▼▼▼

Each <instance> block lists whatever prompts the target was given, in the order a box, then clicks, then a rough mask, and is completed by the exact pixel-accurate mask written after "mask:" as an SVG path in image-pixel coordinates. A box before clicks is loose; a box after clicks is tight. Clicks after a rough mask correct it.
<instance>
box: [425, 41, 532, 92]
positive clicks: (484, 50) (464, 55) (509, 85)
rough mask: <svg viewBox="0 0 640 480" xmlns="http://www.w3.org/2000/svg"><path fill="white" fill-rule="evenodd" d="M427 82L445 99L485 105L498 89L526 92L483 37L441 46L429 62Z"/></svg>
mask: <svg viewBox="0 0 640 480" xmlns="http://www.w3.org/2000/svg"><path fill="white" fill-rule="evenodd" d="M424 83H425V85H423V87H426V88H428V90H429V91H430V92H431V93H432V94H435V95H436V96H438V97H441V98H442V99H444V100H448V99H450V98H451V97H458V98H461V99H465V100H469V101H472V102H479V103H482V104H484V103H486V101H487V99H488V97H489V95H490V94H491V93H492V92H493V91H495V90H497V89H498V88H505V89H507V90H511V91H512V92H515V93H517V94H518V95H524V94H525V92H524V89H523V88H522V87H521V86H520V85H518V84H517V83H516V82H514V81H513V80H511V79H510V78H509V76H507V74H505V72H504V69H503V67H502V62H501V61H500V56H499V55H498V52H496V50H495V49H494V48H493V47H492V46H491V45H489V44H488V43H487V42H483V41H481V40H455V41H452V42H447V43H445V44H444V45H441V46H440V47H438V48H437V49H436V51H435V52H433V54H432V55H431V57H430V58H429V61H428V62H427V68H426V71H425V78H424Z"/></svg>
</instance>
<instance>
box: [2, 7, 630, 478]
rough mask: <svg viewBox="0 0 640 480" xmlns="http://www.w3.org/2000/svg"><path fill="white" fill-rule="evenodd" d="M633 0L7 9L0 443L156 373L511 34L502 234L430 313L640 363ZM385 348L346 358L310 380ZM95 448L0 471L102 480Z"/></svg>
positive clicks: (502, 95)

▲▲▲

— REQUIREMENT —
Copy each line holding the word "clicks" from the listing above.

— TASK OUTPUT —
Each <instance> block lists whatever prompts the target was given, in the order a box, then clicks, then a rough mask, and is completed by the exact pixel-accurate mask written after "mask:" as an SVG path in image-pixel coordinates. A box before clicks is loose; a box after clicks is tight. Clicks after a rough mask correct it.
positive clicks: (484, 50) (464, 55) (509, 85)
positive clicks: (502, 95)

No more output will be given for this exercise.